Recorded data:
_____

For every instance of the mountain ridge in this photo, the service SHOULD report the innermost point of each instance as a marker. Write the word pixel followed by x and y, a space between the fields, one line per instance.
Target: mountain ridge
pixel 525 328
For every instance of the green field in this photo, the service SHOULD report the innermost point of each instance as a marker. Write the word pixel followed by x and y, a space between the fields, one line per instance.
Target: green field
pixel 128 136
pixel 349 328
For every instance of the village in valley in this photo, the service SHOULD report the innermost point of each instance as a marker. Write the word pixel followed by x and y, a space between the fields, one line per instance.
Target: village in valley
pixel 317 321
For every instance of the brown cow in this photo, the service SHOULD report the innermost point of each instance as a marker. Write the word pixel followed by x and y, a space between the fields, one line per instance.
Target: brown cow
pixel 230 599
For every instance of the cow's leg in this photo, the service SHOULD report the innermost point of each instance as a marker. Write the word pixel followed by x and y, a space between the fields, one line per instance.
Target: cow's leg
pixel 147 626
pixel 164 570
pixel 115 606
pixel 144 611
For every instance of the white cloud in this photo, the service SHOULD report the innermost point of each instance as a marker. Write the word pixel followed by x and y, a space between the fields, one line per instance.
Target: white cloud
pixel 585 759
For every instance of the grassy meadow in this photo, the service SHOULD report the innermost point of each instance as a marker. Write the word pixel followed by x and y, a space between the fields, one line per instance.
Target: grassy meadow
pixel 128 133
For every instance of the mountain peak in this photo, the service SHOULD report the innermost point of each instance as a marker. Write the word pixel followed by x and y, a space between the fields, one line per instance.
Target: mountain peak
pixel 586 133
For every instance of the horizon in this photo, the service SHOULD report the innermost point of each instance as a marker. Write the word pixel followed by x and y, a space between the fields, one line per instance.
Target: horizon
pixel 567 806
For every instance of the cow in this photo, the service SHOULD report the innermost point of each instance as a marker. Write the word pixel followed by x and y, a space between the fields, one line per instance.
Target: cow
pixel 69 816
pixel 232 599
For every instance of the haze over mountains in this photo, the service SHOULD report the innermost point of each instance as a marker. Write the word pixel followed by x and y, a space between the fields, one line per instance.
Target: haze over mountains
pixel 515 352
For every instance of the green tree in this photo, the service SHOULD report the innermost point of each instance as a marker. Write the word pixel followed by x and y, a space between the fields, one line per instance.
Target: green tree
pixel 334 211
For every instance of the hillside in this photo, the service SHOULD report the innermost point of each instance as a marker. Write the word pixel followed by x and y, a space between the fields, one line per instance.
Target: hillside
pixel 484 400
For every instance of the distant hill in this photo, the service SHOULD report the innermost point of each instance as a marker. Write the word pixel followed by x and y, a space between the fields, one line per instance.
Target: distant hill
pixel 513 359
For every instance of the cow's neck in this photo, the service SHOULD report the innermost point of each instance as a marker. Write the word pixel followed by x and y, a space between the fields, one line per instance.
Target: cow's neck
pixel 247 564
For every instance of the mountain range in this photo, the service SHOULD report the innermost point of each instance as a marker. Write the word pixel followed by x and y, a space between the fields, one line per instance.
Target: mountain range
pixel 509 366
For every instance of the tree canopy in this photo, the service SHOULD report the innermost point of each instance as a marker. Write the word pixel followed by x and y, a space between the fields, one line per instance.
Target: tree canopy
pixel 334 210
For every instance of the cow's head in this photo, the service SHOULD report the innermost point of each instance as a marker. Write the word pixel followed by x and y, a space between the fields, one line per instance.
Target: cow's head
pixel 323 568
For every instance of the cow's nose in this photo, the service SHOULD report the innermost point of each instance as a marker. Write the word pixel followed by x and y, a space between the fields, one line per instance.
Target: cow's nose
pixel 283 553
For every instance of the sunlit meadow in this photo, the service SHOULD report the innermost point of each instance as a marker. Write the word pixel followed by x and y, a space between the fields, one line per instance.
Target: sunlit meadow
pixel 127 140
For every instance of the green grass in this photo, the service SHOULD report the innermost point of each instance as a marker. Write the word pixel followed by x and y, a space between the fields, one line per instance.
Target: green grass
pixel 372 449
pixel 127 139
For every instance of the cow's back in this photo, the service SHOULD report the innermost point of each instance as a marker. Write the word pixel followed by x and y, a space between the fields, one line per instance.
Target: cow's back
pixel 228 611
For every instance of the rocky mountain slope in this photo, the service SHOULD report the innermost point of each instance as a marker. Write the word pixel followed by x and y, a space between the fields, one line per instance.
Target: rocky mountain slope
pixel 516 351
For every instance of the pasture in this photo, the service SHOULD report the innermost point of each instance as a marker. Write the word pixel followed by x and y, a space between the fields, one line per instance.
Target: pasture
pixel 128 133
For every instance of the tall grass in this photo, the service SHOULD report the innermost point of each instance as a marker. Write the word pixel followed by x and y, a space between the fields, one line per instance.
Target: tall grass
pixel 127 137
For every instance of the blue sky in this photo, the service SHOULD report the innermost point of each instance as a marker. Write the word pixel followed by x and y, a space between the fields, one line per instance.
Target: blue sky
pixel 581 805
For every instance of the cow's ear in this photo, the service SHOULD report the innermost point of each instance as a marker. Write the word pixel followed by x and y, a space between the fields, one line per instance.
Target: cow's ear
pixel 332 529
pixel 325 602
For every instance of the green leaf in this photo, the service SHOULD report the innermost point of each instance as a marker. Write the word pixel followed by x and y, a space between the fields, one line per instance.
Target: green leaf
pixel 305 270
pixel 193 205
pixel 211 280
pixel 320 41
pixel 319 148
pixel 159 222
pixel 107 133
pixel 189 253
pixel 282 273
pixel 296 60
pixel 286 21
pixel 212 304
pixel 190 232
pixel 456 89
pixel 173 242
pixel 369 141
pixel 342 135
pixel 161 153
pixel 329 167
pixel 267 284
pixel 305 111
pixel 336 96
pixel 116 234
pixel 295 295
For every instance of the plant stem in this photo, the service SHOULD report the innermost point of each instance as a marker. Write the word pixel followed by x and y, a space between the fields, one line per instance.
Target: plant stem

_____

An exact copy of the lines above, from the one containing "Target: tall grass" through the one containing "For every instance of the blue", is the whole of the answer.

● **Response below**
Target: tall grass
pixel 127 137
For every instance of the blue sky in this photo, the service SHOULD report the innermost point of each instance as a marker. Write the word pixel followed by x and y, a space between the fields, one line per instance.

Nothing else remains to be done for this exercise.